Report each line of the records where "blurred" occurs.
#### TASK DATA ####
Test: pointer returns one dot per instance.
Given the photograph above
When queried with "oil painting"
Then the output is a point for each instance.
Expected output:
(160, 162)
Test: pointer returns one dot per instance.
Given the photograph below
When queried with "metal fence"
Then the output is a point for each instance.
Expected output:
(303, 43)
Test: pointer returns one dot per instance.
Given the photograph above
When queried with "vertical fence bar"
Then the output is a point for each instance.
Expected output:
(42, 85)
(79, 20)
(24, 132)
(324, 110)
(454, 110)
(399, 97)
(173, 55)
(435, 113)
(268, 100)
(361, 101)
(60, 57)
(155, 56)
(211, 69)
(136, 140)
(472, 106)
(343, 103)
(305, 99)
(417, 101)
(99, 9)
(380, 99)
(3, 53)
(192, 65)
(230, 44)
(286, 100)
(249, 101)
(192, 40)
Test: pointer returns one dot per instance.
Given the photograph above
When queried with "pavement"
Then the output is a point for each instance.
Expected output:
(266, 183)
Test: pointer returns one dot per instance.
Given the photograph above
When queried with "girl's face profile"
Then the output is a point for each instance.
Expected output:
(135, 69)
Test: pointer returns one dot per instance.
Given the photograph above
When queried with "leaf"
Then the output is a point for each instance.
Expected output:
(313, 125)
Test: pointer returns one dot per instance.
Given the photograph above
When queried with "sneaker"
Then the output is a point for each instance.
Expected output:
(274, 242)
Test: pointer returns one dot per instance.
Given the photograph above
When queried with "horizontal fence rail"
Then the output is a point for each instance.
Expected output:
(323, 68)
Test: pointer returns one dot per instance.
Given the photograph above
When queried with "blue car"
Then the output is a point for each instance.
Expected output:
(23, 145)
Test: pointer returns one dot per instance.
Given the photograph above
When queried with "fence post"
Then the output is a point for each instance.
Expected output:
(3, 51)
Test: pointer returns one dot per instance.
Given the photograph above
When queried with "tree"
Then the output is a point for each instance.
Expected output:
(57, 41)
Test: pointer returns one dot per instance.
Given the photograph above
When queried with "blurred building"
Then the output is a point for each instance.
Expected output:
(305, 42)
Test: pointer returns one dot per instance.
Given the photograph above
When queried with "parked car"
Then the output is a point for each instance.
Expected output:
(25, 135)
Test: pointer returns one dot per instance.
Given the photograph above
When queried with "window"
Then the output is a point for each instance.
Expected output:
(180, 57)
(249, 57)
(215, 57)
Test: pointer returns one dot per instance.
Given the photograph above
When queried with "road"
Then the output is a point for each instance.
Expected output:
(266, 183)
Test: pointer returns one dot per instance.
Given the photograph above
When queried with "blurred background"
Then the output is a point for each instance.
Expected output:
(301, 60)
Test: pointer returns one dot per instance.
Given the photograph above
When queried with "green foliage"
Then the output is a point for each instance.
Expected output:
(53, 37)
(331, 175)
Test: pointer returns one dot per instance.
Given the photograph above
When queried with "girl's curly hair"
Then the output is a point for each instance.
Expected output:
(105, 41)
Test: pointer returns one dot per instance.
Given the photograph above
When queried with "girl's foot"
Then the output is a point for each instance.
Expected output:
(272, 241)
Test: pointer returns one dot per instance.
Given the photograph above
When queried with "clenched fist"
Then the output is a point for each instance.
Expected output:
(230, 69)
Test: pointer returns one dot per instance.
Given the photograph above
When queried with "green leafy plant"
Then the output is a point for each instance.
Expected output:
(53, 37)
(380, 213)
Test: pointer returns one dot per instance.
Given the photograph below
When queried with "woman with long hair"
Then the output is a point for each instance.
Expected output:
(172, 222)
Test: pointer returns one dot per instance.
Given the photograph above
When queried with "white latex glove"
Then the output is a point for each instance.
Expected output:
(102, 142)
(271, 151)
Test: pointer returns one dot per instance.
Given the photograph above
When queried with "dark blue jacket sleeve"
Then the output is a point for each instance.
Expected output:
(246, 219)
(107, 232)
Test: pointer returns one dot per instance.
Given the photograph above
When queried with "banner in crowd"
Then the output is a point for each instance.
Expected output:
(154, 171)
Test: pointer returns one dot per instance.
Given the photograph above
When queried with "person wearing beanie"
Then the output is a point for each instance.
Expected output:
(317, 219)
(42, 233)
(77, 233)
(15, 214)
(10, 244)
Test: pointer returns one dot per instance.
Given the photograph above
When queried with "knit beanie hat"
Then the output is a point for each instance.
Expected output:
####
▶ **EXPECTED ANSWER**:
When queried with "blurred building"
When queried with "blurred background"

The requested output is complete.